TASK GOAL:
The listing that follows should be copied in full, exactly as written.

DATA EXTRACTS:
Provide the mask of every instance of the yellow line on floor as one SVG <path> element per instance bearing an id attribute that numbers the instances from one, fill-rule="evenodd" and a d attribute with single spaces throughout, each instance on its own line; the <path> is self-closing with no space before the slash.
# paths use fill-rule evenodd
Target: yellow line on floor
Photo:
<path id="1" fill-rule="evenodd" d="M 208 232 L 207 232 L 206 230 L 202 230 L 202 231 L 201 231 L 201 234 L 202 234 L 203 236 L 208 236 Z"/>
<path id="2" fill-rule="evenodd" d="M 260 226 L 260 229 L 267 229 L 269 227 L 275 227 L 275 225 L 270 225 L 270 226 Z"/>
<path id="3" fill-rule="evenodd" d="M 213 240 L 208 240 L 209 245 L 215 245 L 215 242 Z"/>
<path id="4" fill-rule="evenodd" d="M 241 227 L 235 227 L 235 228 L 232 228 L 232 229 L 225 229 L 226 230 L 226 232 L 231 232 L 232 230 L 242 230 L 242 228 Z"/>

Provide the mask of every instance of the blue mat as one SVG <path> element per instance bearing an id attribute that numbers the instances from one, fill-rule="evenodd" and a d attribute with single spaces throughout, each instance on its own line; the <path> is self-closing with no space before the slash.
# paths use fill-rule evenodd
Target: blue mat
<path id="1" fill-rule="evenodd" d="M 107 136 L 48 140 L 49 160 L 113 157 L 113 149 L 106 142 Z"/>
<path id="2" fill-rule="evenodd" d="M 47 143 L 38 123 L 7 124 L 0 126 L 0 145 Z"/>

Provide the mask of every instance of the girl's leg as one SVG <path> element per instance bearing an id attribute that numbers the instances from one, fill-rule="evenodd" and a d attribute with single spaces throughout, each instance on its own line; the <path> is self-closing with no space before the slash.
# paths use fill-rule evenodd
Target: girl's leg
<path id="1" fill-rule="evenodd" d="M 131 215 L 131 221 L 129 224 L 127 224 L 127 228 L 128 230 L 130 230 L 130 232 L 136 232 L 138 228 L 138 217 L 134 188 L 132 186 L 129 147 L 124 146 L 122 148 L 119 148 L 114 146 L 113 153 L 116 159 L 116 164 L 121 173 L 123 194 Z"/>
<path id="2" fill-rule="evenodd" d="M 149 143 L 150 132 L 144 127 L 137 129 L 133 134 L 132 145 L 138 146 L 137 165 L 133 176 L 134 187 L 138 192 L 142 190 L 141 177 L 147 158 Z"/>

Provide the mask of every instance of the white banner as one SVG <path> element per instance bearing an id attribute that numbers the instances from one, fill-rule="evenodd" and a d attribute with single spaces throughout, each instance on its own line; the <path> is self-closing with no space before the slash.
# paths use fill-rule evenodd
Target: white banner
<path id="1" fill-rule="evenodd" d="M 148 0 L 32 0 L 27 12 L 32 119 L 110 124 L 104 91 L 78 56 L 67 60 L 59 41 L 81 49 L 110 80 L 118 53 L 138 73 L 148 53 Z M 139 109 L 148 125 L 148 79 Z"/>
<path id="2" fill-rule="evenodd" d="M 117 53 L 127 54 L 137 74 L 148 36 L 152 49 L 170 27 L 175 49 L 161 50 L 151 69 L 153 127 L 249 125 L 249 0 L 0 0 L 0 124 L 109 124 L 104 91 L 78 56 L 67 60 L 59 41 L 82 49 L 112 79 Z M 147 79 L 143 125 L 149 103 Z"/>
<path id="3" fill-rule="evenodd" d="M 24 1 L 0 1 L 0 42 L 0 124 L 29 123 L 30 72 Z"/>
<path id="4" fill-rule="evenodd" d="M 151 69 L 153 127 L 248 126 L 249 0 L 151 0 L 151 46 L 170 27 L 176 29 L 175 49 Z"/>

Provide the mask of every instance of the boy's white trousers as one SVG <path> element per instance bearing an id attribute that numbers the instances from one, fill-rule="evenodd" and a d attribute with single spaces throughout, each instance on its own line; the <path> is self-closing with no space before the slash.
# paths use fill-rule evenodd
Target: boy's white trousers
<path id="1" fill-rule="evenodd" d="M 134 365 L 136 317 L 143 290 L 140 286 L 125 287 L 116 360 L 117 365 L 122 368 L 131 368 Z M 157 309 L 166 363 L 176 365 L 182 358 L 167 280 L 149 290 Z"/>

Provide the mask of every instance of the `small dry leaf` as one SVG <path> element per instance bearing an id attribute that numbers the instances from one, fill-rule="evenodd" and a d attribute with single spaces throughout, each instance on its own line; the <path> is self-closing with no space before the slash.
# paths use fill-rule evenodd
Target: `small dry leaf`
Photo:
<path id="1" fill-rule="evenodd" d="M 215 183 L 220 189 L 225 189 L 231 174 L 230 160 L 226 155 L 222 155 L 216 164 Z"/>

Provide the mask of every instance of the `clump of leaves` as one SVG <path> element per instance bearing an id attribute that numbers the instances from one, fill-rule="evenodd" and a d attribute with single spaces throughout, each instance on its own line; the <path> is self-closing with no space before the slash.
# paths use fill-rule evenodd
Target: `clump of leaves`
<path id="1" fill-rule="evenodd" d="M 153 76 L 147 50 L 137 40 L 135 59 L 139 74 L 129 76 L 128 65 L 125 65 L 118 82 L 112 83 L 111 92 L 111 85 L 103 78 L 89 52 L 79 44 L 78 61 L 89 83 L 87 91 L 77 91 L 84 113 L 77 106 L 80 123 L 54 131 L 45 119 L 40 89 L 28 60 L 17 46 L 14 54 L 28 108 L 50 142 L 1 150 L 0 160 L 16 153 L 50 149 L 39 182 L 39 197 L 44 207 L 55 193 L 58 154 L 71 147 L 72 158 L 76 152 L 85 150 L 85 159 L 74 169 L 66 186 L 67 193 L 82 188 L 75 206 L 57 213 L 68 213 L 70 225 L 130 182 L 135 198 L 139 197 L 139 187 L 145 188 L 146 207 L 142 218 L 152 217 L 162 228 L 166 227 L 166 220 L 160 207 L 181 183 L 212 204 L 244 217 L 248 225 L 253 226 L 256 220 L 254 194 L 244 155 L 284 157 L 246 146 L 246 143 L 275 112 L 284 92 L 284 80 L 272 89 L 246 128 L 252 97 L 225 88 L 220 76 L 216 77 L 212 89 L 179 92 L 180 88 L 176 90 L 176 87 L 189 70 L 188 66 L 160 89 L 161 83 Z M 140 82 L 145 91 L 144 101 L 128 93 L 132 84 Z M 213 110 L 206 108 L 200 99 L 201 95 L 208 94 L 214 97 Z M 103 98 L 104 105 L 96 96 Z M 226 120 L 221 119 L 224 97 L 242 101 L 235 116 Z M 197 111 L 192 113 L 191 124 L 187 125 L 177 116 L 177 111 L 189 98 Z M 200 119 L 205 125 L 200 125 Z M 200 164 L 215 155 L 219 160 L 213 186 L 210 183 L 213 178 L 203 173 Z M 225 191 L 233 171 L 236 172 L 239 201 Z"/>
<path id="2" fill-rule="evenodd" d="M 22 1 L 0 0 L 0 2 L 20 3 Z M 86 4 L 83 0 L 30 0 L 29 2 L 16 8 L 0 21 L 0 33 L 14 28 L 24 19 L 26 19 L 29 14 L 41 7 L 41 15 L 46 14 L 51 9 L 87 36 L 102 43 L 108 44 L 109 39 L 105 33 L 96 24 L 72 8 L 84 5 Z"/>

ANSWER TO THIS PROBLEM:
Provide the mask of every instance of the yellow line on floor as one SVG <path> element per instance bearing an id attribute that numbers the instances from one, fill-rule="evenodd" and a d attribute with single spaces throughout, each instance on its own line; the <path> is self-closing with no space before the slash.
# paths use fill-rule evenodd
Target: yellow line on floor
Photo:
<path id="1" fill-rule="evenodd" d="M 208 232 L 207 232 L 206 230 L 202 230 L 202 231 L 201 231 L 201 234 L 202 234 L 203 236 L 208 236 Z"/>
<path id="2" fill-rule="evenodd" d="M 260 226 L 260 229 L 267 229 L 269 227 L 275 227 L 275 225 L 270 225 L 270 226 Z"/>
<path id="3" fill-rule="evenodd" d="M 213 240 L 208 240 L 209 245 L 215 245 L 215 242 Z"/>
<path id="4" fill-rule="evenodd" d="M 241 227 L 235 227 L 235 228 L 232 228 L 232 229 L 225 229 L 226 230 L 226 232 L 231 232 L 232 230 L 242 230 L 242 228 Z"/>

Provide the mask of every instance of the blue mat as one SVG <path> element per instance bearing an id attribute that numbers the instances from one, fill-rule="evenodd" and a d attribute with single spaces throughout, each instance on its own line; the <path> is self-closing with no space before the slash.
# paths use fill-rule evenodd
Target: blue mat
<path id="1" fill-rule="evenodd" d="M 107 136 L 48 140 L 49 160 L 113 157 L 113 149 L 106 142 Z"/>
<path id="2" fill-rule="evenodd" d="M 47 143 L 38 123 L 7 124 L 0 126 L 0 145 Z"/>

Provide the mask of every instance of the girl's leg as one SVG <path> element per instance bearing an id attribute that numbers the instances from one, fill-rule="evenodd" and a d attribute with single spaces throughout, each instance on its own line; the <path> is self-closing with no space before the slash.
# paths use fill-rule evenodd
Target: girl's leg
<path id="1" fill-rule="evenodd" d="M 131 215 L 131 221 L 129 224 L 127 224 L 127 228 L 128 230 L 130 230 L 130 232 L 136 232 L 138 228 L 138 217 L 134 188 L 132 186 L 129 147 L 124 146 L 122 148 L 119 148 L 114 146 L 113 153 L 116 159 L 116 164 L 121 173 L 123 194 Z"/>
<path id="2" fill-rule="evenodd" d="M 149 143 L 150 132 L 144 127 L 137 129 L 133 134 L 132 145 L 138 146 L 137 165 L 133 176 L 134 187 L 138 192 L 142 190 L 141 177 L 147 158 Z"/>

Provide the mask of every instance of the white banner as one SVG <path> element per instance bearing an id attribute that numbers the instances from one, fill-rule="evenodd" and a d attribute with single spaces throughout, each instance on its own line; the <path> is self-closing with no space before the slash.
# paths use fill-rule evenodd
Target: white banner
<path id="1" fill-rule="evenodd" d="M 148 0 L 32 0 L 27 12 L 32 119 L 110 124 L 104 91 L 78 56 L 67 60 L 59 41 L 81 49 L 110 80 L 118 53 L 138 73 L 148 53 Z M 139 109 L 148 125 L 148 79 Z"/>
<path id="2" fill-rule="evenodd" d="M 117 53 L 127 54 L 137 74 L 148 36 L 152 49 L 170 27 L 175 49 L 161 50 L 151 69 L 153 127 L 249 125 L 249 0 L 0 0 L 0 124 L 109 124 L 104 91 L 78 56 L 67 60 L 59 41 L 82 49 L 112 79 Z M 147 79 L 143 125 L 149 103 Z"/>
<path id="3" fill-rule="evenodd" d="M 24 1 L 0 1 L 0 42 L 0 124 L 29 123 L 30 72 Z"/>
<path id="4" fill-rule="evenodd" d="M 151 69 L 153 127 L 248 126 L 249 0 L 151 0 L 151 46 L 170 27 L 176 29 L 175 49 Z"/>

Provide the mask of every instance of the boy's white trousers as one SVG <path> element per instance bearing an id attribute that numbers the instances from one, fill-rule="evenodd" and a d attribute with single spaces throughout, each instance on its own line; the <path> is self-closing with no space before the slash.
# paths use fill-rule evenodd
Target: boy's white trousers
<path id="1" fill-rule="evenodd" d="M 134 365 L 136 317 L 143 290 L 140 286 L 125 287 L 116 360 L 117 365 L 122 368 L 131 368 Z M 157 309 L 166 363 L 176 365 L 182 358 L 167 280 L 149 290 Z"/>

Provide the mask of every instance of the `small dry leaf` as one SVG <path> element per instance bearing an id attribute that numbers the instances from one, fill-rule="evenodd" and a d attribute with single spaces throughout, each instance on its own line; the <path> is self-closing with no space before the slash.
# paths use fill-rule evenodd
Target: `small dry leaf`
Photo:
<path id="1" fill-rule="evenodd" d="M 215 183 L 220 189 L 225 189 L 231 174 L 230 160 L 226 155 L 222 155 L 216 164 Z"/>

Provide the mask of every instance of the `clump of leaves` as one SVG <path> element per instance bearing an id attribute that numbers the instances from one, fill-rule="evenodd" and a d attribute with single spaces throughout, each instance on its own line; the <path> is self-closing with no space before the slash.
# paths use fill-rule evenodd
Target: `clump of leaves`
<path id="1" fill-rule="evenodd" d="M 153 76 L 147 50 L 137 40 L 135 59 L 139 74 L 129 76 L 128 65 L 125 65 L 118 82 L 112 83 L 111 92 L 111 85 L 103 78 L 89 52 L 79 44 L 78 61 L 89 83 L 87 91 L 77 91 L 84 113 L 77 106 L 80 123 L 54 131 L 45 119 L 40 89 L 28 60 L 17 46 L 14 54 L 28 108 L 50 142 L 1 150 L 0 160 L 16 153 L 50 149 L 39 182 L 39 197 L 44 207 L 55 193 L 58 154 L 71 147 L 72 158 L 76 152 L 85 150 L 85 159 L 74 169 L 66 186 L 67 193 L 82 188 L 75 206 L 57 213 L 68 213 L 70 225 L 130 182 L 135 198 L 139 197 L 139 187 L 145 188 L 146 207 L 142 218 L 152 217 L 162 228 L 166 227 L 166 220 L 160 207 L 181 183 L 212 204 L 244 217 L 248 225 L 253 226 L 256 220 L 254 194 L 244 155 L 284 157 L 246 146 L 246 143 L 275 112 L 284 92 L 284 80 L 272 89 L 246 128 L 252 97 L 225 88 L 220 76 L 216 77 L 212 89 L 179 92 L 180 88 L 176 90 L 176 87 L 189 70 L 188 66 L 160 89 L 161 83 Z M 140 82 L 145 91 L 144 101 L 128 93 L 132 84 Z M 213 110 L 206 108 L 200 99 L 201 95 L 208 94 L 214 97 Z M 103 98 L 104 105 L 96 96 Z M 226 120 L 221 119 L 224 97 L 242 101 L 235 116 Z M 197 111 L 192 113 L 191 124 L 187 125 L 177 116 L 177 111 L 189 98 Z M 200 119 L 205 125 L 200 125 Z M 200 164 L 215 155 L 219 160 L 213 186 L 210 183 L 213 178 L 203 173 Z M 225 191 L 233 171 L 236 172 L 239 201 Z"/>
<path id="2" fill-rule="evenodd" d="M 22 1 L 0 0 L 0 2 L 20 3 Z M 86 4 L 83 0 L 30 0 L 29 2 L 16 8 L 0 21 L 0 33 L 14 28 L 24 19 L 26 19 L 29 14 L 41 7 L 41 15 L 46 14 L 51 9 L 87 36 L 102 43 L 108 44 L 109 39 L 105 33 L 96 24 L 72 8 L 84 5 Z"/>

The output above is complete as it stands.